** START OF SOURCE DOCUMENT **
Daniel Murphy, 2B/1B/3B—He can hit and does have the ability to hit the ball out of the park 10-15 times a year in spite of his low power numbers in 2012; his defense at second base has been serviceable and no one works harder, but is he going to be the Mets’ second baseman when they take the next step into contention? If not, they should explore dealing him for pitching help. He’ll go as part of a deal for Huston Street so the Mets can get Jordany Valdespin into the lineup.

Scott Hairston, OF—The talk of trading the likes of R.A. Dickey at his “high value” is ridiculous, but they could get bullpen help for Hairston. I doubt they trade him.

Jason Bay, OF—They could get a similarly bad contract like Chone Figgins and probably money to pay off a worse contract like Vernon Wells. It would be best for everyone, but Bay’s not going anywhere now. They’ll release him after the season.

Miami Marlins

Carlos Zambrano, RHP—Nobody wants him and after yesterday’s display of 6 walks in 3.1 innings and his awful pitching of late, when the Marlins start making the inevitable changes, they’ll just release him and make a big show of it as evidence of them “doing something”.

Hanley Ramirez, 3B/SS—They won’t trade Hanley in-season. If they make a move, it’ll be over the winter. Even then, I doubt they’ll pull the trigger. In fact, amid all the talk of a “Marlins sell-off”, they can’t clean out the house halfway into the first season in a new park just because the flawed team they put together hasn’t performed. Jose Reyes, Josh Johnson and Giancarlo Stanton aren’t going anywhere…for now.

Logan Morrison, LF/1B—LoMo is another matter. He’s too one-dimensional to be this much of an organizational pest. He irritated the club with his tweeting and subversive behaviors and if they’d like to set an example, this is the way to do it.

The Orioles need a bat who can hit the ball out of the park.

Ricky Nolasco, RHP—Nolasco needs a change of scenery and if teams realize the Marlins are moving some pieces after the names that are floating around now are off the board, Nolasco’s a pretty good consolation prize. The Cardinals could use him.

Anibal Sanchez, RHP—Another former Red Sox’ farmhand like Ramirez, he’s available and very good when he’s healthy. Back to the Red Sox he goes.

Heath Bell, RHP—Who wants the contract? Who wants him? Nobody and nobody.

Omar Infante, 2B—They won’t trade him.

John Buck, C—Who wants him?

Greg Dobbs, 3B/OF/PH—The Giants need a bat off the bench.

Philadelphia Phillies

Cole Hamels, LHP—They’re going to sign him.
** END OF SOURCE DOCUMENT **
** START OF MATERIAL PROVIDED **
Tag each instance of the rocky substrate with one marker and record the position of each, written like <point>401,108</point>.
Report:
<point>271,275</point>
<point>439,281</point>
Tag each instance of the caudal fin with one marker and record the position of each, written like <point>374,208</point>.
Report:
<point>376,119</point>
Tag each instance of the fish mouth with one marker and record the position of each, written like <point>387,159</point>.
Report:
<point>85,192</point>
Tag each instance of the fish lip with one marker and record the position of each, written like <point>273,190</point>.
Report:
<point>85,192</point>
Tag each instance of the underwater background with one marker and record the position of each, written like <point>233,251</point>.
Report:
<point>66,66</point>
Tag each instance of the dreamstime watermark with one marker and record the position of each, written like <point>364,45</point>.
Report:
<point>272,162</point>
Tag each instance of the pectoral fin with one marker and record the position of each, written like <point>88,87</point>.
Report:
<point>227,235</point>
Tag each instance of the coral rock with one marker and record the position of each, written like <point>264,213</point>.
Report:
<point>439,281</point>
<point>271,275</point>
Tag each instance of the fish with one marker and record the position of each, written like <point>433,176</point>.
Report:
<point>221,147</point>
** END OF MATERIAL PROVIDED **
** START OF MATERIAL PROVIDED **
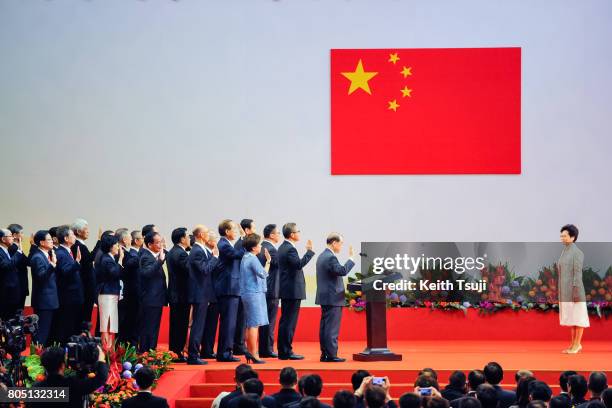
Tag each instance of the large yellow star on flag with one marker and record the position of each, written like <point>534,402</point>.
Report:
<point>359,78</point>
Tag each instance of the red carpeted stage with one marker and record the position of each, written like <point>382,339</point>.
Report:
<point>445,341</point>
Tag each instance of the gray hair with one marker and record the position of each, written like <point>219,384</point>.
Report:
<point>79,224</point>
** END OF MATERIAL PROVIDED **
** START OF MATERIAL PROVIDED **
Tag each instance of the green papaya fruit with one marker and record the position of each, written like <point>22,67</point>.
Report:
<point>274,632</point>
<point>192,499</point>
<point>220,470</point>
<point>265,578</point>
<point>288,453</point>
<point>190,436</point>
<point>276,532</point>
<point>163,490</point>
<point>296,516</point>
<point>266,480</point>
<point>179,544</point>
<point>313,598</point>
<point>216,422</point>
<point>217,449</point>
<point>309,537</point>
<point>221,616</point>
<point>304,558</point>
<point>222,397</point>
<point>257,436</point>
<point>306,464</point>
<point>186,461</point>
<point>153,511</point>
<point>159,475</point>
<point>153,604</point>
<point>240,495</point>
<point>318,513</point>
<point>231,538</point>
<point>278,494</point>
** END OF MATERIAL PROVIDED **
> [AIM 1]:
Copy the part of the baseball trade text that opens with the words containing "Miami Marlins" and closes with "going anywhere…for now.".
> [AIM 2]:
Give only the number of lines in the records that contain the string "fish", treating uppercase and lowercase letters as different.

> [WRITTEN RESPONSE 1]:
Miami Marlins

Carlos Zambrano, RHP—Nobody wants him and after yesterday’s display of 6 walks in 3.1 innings and his awful pitching of late, when the Marlins start making the inevitable changes, they’ll just release him and make a big show of it as evidence of them “doing something”.

Hanley Ramirez, 3B/SS—They won’t trade Hanley in-season. If they make a move, it’ll be over the winter. Even then, I doubt they’ll pull the trigger. In fact, amid all the talk of a “Marlins sell-off”, they can’t clean out the house halfway into the first season in a new park just because the flawed team they put together hasn’t performed. Jose Reyes, Josh Johnson and Giancarlo Stanton aren’t going anywhere…for now.

> [WRITTEN RESPONSE 2]:
3